Wherever an image appears in the entries, drop it and reproduce everything else exactly.

-------- Records shown --------

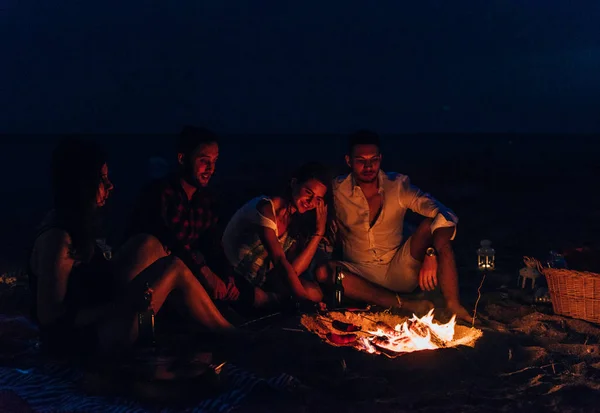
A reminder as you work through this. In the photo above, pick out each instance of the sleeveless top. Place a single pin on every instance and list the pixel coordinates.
(89, 285)
(243, 246)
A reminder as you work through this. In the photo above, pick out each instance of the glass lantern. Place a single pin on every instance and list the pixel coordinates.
(486, 256)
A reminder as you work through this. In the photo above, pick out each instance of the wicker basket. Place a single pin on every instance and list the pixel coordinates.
(574, 293)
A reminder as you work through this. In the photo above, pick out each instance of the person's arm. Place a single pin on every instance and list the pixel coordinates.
(53, 264)
(277, 254)
(151, 217)
(304, 257)
(424, 204)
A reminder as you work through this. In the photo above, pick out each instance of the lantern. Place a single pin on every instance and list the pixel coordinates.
(486, 256)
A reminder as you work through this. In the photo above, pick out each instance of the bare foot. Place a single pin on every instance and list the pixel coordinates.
(461, 312)
(417, 307)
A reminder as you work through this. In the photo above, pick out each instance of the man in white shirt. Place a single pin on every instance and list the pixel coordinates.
(379, 262)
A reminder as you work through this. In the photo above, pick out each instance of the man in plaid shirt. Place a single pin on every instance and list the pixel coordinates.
(183, 213)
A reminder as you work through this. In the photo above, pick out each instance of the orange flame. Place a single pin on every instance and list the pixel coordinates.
(406, 338)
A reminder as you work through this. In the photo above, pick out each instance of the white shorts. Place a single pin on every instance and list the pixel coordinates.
(401, 274)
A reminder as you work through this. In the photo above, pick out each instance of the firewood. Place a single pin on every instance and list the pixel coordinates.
(420, 328)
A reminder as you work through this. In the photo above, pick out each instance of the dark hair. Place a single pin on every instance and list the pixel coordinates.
(302, 226)
(76, 175)
(191, 137)
(363, 137)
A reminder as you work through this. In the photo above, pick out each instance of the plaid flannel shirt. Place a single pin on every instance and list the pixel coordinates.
(188, 228)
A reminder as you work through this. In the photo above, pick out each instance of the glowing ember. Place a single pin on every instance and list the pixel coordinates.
(372, 332)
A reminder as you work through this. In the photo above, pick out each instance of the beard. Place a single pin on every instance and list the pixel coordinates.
(366, 179)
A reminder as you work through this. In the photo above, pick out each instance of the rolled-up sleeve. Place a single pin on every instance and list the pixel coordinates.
(424, 204)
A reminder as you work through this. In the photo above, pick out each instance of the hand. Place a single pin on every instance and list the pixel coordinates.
(321, 218)
(428, 274)
(217, 287)
(142, 301)
(232, 291)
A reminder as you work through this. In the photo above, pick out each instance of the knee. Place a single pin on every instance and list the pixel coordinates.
(322, 273)
(425, 226)
(442, 237)
(178, 268)
(149, 244)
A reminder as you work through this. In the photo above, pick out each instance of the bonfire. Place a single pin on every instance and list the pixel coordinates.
(373, 332)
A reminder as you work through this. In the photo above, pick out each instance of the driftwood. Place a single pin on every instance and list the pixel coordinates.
(420, 328)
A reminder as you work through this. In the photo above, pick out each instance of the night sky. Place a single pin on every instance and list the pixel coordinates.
(133, 70)
(277, 66)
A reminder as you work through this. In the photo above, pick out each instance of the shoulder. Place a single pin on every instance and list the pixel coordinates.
(264, 206)
(340, 181)
(395, 178)
(54, 241)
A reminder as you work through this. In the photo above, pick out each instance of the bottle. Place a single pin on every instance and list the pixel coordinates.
(486, 256)
(146, 336)
(338, 287)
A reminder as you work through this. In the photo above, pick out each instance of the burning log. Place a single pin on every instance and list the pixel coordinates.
(345, 327)
(386, 329)
(418, 327)
(342, 339)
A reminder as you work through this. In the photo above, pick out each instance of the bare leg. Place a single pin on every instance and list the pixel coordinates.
(448, 274)
(164, 276)
(360, 289)
(138, 253)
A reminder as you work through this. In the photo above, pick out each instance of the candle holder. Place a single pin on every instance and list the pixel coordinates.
(486, 256)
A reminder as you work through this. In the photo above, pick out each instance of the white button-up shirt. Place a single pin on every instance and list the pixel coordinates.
(377, 244)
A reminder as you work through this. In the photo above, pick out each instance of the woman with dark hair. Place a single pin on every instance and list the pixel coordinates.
(270, 245)
(73, 279)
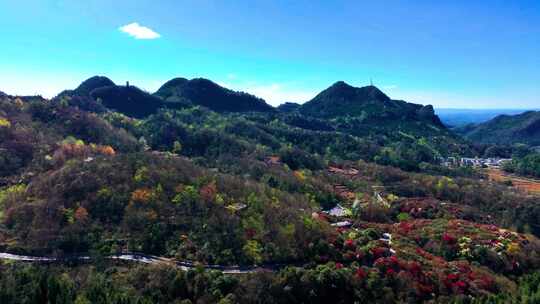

--------

> _Answer section_
A reminder as you work through this. In the photo above, pick out each instance of the sleeveless top. Place a single pin on every instance and list the pixel coordinates.
(89, 285)
(243, 246)
A reminder as you work through this. In the photo above, pick out each instance of the glass lantern. Place a single pin on every instance and list the pixel coordinates.
(486, 256)
A reminder as you work through this. In the photo above, pick out each instance of the wicker basket. Place a single pin on every instance and list the pixel coordinates.
(574, 293)
A reminder as you work through this. In the photo above, pick out each instance of the person's arm. Place a single pin on every instance and list the pixel coordinates.
(53, 264)
(277, 254)
(151, 217)
(304, 257)
(424, 204)
A reminder as you work through this. In the photo above, pick out each instance of the lantern. Place a single pin on every instance and list the pixel coordinates.
(486, 256)
A reminder as you work through this. In the photo above, pick out each instance of the bare foot. Place a single pin on every instance and list the pixel coordinates.
(461, 312)
(417, 307)
A reminder as you work through this. In the photo above, pick out each instance of the man in white shirt. Place a single pin on every instance and list the pixel coordinates.
(379, 262)
A reminder as you work through this. In the photo above, pick out each instance of the man in plaid shirt. Place a single pin on every instance and list the pixel coordinates.
(183, 213)
A reminder as you work through this. In the photo above, pick out each instance of the orange flame. Place a single pin on every instance and list the pixel coordinates.
(406, 338)
A reminder as you work through this. In the photo above, pick out each instance of the white shorts. Place a single pin on every instance and list the pixel coordinates.
(401, 274)
A reminder as you work through this. In the photo above, pick out each instance of the firewood. Place a single pin on every instance and list the pixel coordinates.
(420, 328)
A reminder as you work through this. In the photo above, pick out each instance of the dark hair. Place a single pin on every instance and list the pixel coordinates.
(302, 226)
(76, 175)
(191, 137)
(363, 137)
A reminder as you work through this. In the photo above, pick out each instance of the plaid flannel shirt. Place a single pin on every instance and list the pixel coordinates.
(188, 228)
A reminder as you work through this. In the photo above, pick out each instance of the glowing ember. Place a single pin on every instance and list the pixel coordinates.
(372, 332)
A reminder as you work through this. In the photo above, pick out each instance of the beard. Place a single pin on every instance and list the pixel coordinates.
(366, 179)
A reminder as you work through this. In the photo above, pick out each instance of the rolled-up sleeve. Place a single pin on every instance and list the pixel coordinates.
(424, 204)
A reminder as you work through this. In the photo above, pick out each instance of the hand. Place a single pin on every instance and list the pixel coordinates.
(321, 218)
(428, 274)
(217, 287)
(142, 301)
(232, 291)
A reminder as you work through this. In the photo above, pick out each instance of the knee. Place a single pin on every instance and list the pixel coordinates.
(322, 273)
(425, 226)
(442, 237)
(178, 268)
(149, 244)
A reminder as you work through this. In the photo above, pick out each instance of the bonfire. Place a single pin on every instance and list the pixel coordinates.
(373, 332)
A reminder as you work through this. In the photo above, pick out each instance of the driftwood. Place a single pin on every instance and list the pixel coordinates.
(420, 328)
A reminder as you work through this. In the photo above, pick out each instance of the night sky. Place a single pin on every instance and list the pixel coordinates.
(133, 70)
(277, 66)
A reminder as you work through this. In the photo above, pick out each instance of the shoulder. Place a single pin on every instance and list the pixel coordinates.
(264, 206)
(340, 181)
(395, 178)
(54, 241)
A reminder as you work through this. In the photo above, pick out each instance of the bottle. Place a single pin on every instance and list the pixel coordinates.
(486, 256)
(146, 336)
(338, 287)
A reminder as you work through this. In the photo above, pick out each instance of the burning log. Place a single pin on every instance and list the pixel coordinates.
(345, 327)
(386, 329)
(418, 327)
(342, 339)
A reminder as you work through this. In the photo above, pick out each instance of the bare leg. Place a single pin on every instance and list the pixel coordinates.
(448, 274)
(164, 276)
(360, 289)
(138, 253)
A reminder as you work through this. In the photo above, pick out each instance of the candle holder. Place a single pin on every instance and list the pixel coordinates.
(486, 256)
A reminder as you work through this. In the photo above, pick out each instance of the white button-up shirt. Place a single pin on every instance and list the pixel coordinates.
(377, 244)
A reminder as you work through this. In the photo above, pick out each instance of the woman with dark hair. Place a single pin on every instance and list the pixel coordinates.
(270, 245)
(73, 279)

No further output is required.